[Location identification entries]
↓

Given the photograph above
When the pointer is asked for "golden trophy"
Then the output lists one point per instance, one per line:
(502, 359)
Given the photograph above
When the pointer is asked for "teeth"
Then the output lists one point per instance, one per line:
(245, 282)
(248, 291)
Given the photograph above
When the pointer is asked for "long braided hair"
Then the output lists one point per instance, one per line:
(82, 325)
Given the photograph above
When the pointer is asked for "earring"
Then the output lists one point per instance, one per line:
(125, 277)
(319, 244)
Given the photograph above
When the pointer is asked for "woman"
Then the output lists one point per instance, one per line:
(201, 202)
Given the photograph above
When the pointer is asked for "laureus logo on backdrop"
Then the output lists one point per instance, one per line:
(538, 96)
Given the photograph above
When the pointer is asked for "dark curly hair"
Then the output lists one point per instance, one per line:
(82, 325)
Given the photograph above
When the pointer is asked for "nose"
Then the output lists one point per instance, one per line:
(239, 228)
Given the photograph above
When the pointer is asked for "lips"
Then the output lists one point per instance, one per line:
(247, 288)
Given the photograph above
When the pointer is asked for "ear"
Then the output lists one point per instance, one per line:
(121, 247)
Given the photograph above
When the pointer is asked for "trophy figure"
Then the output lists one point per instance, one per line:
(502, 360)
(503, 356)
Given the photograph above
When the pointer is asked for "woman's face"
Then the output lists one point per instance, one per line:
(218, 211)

↑

# [What needs to be done]
Rewrite the lines above, substituting "locator" for every occurrence of "pointer" and leaving everything else unchanged.

# [Result]
Given the photograph above
When the locator is asked for "golden trophy"
Then the output lists one point per instance, one per line:
(502, 359)
Given the photograph above
When the locator is asked for "teeth"
Then the output lists one point per instance, one per line:
(245, 282)
(248, 291)
Given the photograph above
When the locator is asked for "long braided hair"
Then the output lists one point per instance, one per line:
(82, 325)
Given the photograph above
When the locator is asked for "earring"
Then the output lists one point per instance, one per line:
(125, 277)
(319, 244)
Given the photograph above
When the locator is asked for "woman"
Then the output lists one point per instance, one per line:
(201, 202)
Given the photograph above
When the locator is asked for "laureus logo on backdrop"
Then the output lists one point per instance, one per line:
(538, 96)
Given the photograph above
When the locator is asked for "dark curly hair"
Then the output lists one point per instance, one per line:
(82, 325)
Given the photograph above
When the locator is asked for "nose"
Then the output lists one point per instance, one per line:
(239, 228)
Given the photograph above
When the locator is asked for "lips"
Then the output lists one point per instance, one per line:
(247, 288)
Given the photograph above
When the locator is asked for "ear"
Then the output lists one point per instance, one per line:
(121, 247)
Given the photograph above
When the locator is asked for "trophy figure"
Then the output lists one point per instance, one per line:
(502, 360)
(503, 356)
Given the photograph above
When the locator is asked for "woman's face"
Then the output lists one point per instance, one per line:
(218, 211)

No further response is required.